TEXT:
* * * * *
Work experience and earning money versus further qualification

His transition process is largely influenced by monetary considerations and the self-expectation of being useful and productive to society as well as by fervor of continuing learning and finding a working field satisfying to him in the long term. On the one hand, Ronny thinks it is time to start working and earn his living after having been short of money since leaving school. On the other hand, he would like to further qualify in the field of Psychology in order to widen his job perspectives and to meet his interests. Facing these contradictory options, he is currently looking for ways to combine both.

Support Services used

Ronny used his social network to a large extent in order to manage his transitions. Ronny´s traineeship is on a voluntary basis and his student loan only small. Without the financial support of his parents he would not be able to afford his studies. However, this support is connected with considerable pressure on him to start something productive. His parents not only contribute financially but also helped by scheduling dates with the Employment agency, with applying for funds and jobs. Valuable help came from the staff of the Kindergarden, Ronnys work place in the “Voluntary Social Year”, especially from his boss. He received advice as well as helpful contacts to universities and other organisations. In these conversations with his more advanced colleagues, Ronny played a very active role and asked them all questions he could think of in order to gain as much information as possible. Other social resources were his friends by exchanging experiences and information with him.

His main information sources were internet sites (especially those of universities) as well as the Employment Agency. However, both were rated as intransparent and too general in their information provision. “If you don´t have a clue you do not know what to do with the information. Once you know more it starts to make sense”. What Ronny lacked was concrete facts to help him during his orientation process; “somebody who just tells me what vocational options are in place, where can I do this and what requirements are there to get it”. There has been insufficient information on the nature of studies available. Ronny expected Sociology to be something similar to social work and, thus, made a mistake in his career choice. He proposes that places where young people spend their free time (e.g. Youth Clubs and Sports Clubs) should integrate low-threshold vocational orientation on a voluntary basis in their everyday work with the young people. In his opinion, those “natural” and incidental forms of occupational orientation are more beneficial then the artificial ways as those of the Employment Agency.
* * * * *
SUPPLIED INFORMATION:

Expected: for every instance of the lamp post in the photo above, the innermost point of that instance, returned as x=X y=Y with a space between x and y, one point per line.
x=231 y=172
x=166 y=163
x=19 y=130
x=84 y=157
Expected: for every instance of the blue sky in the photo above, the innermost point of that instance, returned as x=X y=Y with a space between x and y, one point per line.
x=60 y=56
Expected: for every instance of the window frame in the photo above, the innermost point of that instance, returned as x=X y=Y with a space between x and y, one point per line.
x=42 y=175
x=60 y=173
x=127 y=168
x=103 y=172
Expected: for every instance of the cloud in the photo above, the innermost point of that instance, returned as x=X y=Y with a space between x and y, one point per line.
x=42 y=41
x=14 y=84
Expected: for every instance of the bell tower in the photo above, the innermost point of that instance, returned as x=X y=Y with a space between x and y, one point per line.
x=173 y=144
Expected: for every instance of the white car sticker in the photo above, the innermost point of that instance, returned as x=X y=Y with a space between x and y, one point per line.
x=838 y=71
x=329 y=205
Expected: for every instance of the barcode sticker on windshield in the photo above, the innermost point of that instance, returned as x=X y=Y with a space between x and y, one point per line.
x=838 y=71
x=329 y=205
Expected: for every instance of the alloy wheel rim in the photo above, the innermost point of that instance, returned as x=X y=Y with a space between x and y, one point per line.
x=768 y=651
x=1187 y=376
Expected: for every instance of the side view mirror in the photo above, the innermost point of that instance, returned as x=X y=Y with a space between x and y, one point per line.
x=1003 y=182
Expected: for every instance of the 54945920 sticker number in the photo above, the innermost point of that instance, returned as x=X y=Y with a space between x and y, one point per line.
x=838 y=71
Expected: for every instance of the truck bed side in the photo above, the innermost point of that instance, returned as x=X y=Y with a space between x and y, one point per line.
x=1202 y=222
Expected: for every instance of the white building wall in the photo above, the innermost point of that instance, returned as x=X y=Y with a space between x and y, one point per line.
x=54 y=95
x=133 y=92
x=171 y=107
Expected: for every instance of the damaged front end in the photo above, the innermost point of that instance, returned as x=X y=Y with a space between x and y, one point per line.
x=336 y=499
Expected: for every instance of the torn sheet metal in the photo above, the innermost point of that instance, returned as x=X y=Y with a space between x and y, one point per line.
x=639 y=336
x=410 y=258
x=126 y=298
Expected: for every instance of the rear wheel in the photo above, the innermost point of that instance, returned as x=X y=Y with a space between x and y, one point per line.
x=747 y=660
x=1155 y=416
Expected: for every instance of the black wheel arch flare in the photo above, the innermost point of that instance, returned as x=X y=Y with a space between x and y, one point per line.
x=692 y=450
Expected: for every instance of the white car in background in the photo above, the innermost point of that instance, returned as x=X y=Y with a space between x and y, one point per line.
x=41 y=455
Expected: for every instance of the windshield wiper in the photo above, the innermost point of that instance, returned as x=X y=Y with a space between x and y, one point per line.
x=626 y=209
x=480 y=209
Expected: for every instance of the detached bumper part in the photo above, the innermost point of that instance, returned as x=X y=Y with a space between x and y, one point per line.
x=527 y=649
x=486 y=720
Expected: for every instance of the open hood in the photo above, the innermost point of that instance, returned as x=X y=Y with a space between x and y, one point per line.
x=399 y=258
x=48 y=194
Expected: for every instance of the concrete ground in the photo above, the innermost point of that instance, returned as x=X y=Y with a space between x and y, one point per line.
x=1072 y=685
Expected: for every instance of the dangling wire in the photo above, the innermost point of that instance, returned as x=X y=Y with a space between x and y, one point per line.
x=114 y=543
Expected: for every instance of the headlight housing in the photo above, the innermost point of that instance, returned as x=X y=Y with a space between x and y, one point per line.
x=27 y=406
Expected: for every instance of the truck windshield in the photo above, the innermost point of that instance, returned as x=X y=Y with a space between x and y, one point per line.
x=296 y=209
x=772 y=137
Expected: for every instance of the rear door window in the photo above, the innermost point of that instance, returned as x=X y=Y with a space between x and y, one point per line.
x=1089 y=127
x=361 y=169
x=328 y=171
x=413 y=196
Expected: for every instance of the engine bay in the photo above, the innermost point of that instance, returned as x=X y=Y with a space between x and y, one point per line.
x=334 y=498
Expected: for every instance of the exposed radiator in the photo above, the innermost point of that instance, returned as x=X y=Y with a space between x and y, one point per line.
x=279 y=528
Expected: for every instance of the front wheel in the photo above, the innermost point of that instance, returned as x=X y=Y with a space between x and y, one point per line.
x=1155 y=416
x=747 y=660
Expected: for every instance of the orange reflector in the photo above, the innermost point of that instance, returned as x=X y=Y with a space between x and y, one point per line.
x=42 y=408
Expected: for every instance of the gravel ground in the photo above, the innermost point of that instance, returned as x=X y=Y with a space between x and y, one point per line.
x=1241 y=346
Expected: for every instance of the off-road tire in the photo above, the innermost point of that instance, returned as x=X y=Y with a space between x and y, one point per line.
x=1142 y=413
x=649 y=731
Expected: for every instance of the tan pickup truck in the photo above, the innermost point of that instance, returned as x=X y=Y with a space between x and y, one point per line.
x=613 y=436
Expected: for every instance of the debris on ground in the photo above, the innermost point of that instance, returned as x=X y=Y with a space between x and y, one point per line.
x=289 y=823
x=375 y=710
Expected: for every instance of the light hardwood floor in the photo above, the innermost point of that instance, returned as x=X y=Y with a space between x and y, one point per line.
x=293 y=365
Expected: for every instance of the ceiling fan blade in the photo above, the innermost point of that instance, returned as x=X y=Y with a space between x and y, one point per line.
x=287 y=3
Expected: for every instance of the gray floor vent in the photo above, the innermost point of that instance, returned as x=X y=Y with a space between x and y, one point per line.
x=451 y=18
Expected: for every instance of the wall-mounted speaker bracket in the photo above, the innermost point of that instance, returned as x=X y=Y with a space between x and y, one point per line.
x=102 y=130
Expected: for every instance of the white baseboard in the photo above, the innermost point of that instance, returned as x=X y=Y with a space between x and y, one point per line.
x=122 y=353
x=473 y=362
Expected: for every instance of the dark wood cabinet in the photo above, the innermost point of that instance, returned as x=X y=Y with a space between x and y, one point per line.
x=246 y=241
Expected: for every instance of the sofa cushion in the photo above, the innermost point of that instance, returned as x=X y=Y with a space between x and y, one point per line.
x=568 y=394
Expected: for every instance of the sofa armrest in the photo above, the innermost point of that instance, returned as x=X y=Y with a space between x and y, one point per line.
* * * * *
Please quote the passage on Ronny's transition word for word, from "Work experience and" up to and including "to combine both.".

EXERCISE SOLUTION:
Work experience and earning money versus further qualification

His transition process is largely influenced by monetary considerations and the self-expectation of being useful and productive to society as well as by fervor of continuing learning and finding a working field satisfying to him in the long term. On the one hand, Ronny thinks it is time to start working and earn his living after having been short of money since leaving school. On the other hand, he would like to further qualify in the field of Psychology in order to widen his job perspectives and to meet his interests. Facing these contradictory options, he is currently looking for ways to combine both.